--- Extract provided ---

The park is open 8am-sunset.
Los Angeles State Historic Park
Los Angeles State Historic Park provides an extraordinary opportunity for recreation and education in the heart of Los Angeles. Within its 32 acres of open space directly adjacent to Chinatown, park visitors can wander pathways and enjoy a view of downtown, as well as discover and celebrate the natural and cultural heritage of Los Angeles.
In 2006, California State Parks developed a temporary, 13-acre portion of the park so that the public could enjoy the park immediately. Since that time we have developed partnerships with educational institutions and community organizations to allow for creative and innovative public events. State Parks invites you to continue to engage in the past, present and future of Los Angeles at Los Angeles State Historic Park.

---

**Exercise description:** Pick up the description of Los Angeles State Historic Park after its final sentence and keep writing.

--- Dataset excerpts ---

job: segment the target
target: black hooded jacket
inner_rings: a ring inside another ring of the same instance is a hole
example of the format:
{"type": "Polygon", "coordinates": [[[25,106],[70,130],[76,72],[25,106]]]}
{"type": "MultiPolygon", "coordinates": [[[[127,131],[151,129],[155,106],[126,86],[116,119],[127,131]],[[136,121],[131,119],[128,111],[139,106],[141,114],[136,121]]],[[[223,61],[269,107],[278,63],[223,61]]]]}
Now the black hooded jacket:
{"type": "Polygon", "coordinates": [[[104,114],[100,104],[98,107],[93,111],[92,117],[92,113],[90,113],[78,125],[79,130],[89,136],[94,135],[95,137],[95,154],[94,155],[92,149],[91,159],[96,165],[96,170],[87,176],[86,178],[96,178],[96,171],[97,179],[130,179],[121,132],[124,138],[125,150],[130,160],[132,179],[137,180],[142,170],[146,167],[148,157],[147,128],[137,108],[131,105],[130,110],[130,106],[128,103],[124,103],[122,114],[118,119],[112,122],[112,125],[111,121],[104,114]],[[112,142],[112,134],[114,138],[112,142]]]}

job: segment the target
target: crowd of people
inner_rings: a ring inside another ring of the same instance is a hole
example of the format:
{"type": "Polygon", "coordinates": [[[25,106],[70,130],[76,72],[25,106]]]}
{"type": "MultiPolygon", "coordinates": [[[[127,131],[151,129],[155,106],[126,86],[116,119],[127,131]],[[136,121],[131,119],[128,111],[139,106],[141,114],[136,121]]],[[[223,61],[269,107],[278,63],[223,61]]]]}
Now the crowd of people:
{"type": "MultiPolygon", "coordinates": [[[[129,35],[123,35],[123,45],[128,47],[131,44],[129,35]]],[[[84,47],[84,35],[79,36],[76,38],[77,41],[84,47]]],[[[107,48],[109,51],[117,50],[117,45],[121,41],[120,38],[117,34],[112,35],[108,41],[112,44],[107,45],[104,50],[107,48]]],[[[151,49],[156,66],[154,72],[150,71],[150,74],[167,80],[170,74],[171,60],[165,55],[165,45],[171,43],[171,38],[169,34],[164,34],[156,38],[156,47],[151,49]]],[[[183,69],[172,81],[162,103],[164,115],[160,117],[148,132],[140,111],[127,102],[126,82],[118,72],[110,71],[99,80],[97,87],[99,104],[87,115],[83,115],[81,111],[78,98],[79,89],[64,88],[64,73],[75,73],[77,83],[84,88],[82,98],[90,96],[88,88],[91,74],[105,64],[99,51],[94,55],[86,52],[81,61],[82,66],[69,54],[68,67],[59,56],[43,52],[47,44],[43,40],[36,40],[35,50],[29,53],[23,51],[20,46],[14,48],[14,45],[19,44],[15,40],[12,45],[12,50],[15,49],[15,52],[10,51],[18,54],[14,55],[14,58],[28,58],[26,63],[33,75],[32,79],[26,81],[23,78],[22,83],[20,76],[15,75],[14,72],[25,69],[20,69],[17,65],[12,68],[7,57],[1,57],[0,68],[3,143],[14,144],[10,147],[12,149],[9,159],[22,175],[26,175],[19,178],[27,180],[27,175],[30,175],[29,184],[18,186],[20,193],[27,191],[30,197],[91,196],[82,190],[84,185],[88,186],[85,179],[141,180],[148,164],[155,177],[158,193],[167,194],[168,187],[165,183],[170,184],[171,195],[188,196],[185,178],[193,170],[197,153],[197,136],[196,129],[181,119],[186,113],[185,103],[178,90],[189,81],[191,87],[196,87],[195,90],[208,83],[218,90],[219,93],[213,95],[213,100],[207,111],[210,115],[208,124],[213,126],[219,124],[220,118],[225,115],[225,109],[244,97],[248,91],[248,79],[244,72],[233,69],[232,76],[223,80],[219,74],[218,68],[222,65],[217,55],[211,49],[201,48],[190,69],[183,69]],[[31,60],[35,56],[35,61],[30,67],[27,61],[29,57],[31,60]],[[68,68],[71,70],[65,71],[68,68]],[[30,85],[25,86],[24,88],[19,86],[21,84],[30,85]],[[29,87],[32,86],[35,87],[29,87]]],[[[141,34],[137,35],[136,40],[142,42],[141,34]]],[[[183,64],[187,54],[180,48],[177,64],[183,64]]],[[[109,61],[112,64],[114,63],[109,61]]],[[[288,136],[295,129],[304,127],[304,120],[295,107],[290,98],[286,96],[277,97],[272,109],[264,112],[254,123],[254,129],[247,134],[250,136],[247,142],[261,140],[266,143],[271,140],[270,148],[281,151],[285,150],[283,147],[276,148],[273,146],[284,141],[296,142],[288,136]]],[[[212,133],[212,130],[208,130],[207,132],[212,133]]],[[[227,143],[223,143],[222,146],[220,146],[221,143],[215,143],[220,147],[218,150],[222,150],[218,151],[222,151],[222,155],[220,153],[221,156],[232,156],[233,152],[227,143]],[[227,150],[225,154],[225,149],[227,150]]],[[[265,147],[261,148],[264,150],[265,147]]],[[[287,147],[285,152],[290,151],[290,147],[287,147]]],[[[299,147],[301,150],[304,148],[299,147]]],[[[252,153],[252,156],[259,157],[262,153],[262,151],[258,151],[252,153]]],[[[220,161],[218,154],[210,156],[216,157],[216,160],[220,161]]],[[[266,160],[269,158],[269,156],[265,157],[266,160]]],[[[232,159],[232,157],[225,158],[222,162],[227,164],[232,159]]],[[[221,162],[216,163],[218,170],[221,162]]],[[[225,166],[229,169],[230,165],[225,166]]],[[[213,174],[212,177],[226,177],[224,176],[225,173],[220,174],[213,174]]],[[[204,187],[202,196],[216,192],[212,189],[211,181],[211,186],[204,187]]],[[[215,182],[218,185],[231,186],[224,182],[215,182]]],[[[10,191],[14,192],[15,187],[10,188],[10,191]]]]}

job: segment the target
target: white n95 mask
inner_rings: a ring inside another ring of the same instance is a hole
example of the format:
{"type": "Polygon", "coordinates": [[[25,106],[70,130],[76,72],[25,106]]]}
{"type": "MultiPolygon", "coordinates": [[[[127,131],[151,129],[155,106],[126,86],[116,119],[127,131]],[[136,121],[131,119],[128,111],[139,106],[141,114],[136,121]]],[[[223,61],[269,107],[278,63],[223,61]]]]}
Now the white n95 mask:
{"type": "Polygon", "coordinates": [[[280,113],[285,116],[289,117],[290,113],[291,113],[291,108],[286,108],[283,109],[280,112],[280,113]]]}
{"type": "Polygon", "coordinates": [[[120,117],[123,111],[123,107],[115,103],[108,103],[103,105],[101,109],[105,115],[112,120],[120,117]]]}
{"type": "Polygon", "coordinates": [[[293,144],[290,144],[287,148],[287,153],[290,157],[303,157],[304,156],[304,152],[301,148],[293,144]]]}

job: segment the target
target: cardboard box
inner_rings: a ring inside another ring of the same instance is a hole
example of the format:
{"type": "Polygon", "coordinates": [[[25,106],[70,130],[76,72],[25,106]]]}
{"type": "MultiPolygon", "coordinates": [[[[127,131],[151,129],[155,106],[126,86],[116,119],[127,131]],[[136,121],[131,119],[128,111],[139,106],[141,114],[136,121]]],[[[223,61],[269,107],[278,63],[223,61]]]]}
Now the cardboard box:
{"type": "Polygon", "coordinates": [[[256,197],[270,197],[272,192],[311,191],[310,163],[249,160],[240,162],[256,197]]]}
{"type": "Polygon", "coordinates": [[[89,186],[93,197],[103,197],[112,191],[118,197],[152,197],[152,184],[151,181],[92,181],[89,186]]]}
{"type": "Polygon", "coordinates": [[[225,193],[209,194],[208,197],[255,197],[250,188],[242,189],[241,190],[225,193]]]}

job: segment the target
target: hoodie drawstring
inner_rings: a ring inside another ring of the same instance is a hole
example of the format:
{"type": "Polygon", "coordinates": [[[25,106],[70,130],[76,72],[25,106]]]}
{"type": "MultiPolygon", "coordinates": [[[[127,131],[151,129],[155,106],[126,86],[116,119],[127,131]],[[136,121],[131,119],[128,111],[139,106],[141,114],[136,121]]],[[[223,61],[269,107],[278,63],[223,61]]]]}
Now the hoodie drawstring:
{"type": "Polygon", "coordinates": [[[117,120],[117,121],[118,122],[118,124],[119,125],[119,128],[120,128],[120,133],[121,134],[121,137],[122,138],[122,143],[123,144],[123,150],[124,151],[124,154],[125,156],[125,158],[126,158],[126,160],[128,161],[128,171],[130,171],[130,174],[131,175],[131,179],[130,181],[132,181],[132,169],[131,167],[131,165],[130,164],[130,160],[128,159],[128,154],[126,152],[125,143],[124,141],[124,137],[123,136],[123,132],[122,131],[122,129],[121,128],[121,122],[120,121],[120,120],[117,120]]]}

---

**Response to the task:**
Things To Do
You can run, walk, ride a bike, have a picnic, fly a kite and even look for urban wildlife such as birds traveling down the Pacific flyway. Do all of these things and more while inventive architectural features in the landscape hint of the park’s history. The Metro Gold Line zips past the south side of the park on raised tracks following the course of a water system that stretched from the Los Angeles River to El Pueblo in the early 1800s. It may be difficult to imagine, but this place was once a fertile basin, and within a mile of the park is the last recorded location of Yang-na, a large Tongva village. The history of the Southern Pacific Railroad’s River Station, opened in 1875, includes a waterwheel, freight house, roundhouse, depot and station yard. Rows of deer grass now hint of the vanished railroad tracks, and you can stand and reflect on the travels of the thousands of people who arrived here from all over the country and world. The Pacific Hotel opened here in 1879 and once served “25 minute meals” to River Station passengers. The approximate shape of the hotel is marked today by a boundary of recycled glass.
Several historical buildings are within walking distance of the park. On the north side, the Flat Iron Building is the second oldest industrial building standing in Los Angeles and dates from 1890. On the southern end of the park, the Capitol Milling Company building from 1883 is easily visible. Surrounding the Park are the historic and ethnically diverse communities of Lincoln Heights, Elysian Park, Solano Canyon, Chinatown, Chavez Ravine and William Mead Homes.
Special Event and Filming Permits
For special events or to perform commercial or student filming or photography at the park, you need to contact the Special Event and Film Permit Coordinator, Larry Fulmer at firstname.lastname@example.org for information on requirements and fees.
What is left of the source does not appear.